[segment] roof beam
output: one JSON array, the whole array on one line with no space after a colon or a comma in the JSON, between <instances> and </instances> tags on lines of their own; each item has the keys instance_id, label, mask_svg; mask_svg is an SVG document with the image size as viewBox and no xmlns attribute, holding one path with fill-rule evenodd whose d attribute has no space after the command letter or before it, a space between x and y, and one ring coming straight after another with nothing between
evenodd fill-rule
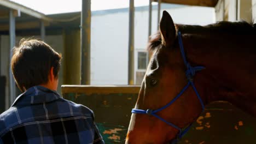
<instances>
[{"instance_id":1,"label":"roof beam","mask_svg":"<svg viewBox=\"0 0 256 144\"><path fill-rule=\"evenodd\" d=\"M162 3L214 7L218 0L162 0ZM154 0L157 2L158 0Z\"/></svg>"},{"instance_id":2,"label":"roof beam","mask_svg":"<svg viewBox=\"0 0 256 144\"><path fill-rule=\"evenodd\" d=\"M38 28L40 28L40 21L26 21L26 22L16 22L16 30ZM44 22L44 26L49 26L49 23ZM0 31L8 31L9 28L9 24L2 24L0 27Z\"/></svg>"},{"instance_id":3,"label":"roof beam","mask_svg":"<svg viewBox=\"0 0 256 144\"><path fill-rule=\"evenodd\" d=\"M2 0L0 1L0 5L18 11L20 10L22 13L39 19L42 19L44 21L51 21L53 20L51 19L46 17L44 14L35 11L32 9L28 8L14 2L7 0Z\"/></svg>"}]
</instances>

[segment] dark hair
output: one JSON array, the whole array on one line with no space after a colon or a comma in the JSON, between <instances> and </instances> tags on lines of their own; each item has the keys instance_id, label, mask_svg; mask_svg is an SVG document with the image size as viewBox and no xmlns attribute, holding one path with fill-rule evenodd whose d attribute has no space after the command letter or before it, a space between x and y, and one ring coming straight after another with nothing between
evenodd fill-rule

____

EXERCISE TASK> Reproduce the records word for word, starting with the line that contains "[segment] dark hair" and continuing through the last line of the records.

ANSWER FOR THE TASK>
[segment] dark hair
output: one JSON array, the whole array on one line with no space after a colon or a comma in the JSON, between <instances> and </instances> tags on lines of their own; each item has the keys instance_id, label, mask_svg; mask_svg is an SVG document with the image size as viewBox and no xmlns attribute, holding one path with fill-rule evenodd whose d attribute has no space after the command letter or before it, a space between x and y, and one ring coming straight after another with nothing between
evenodd fill-rule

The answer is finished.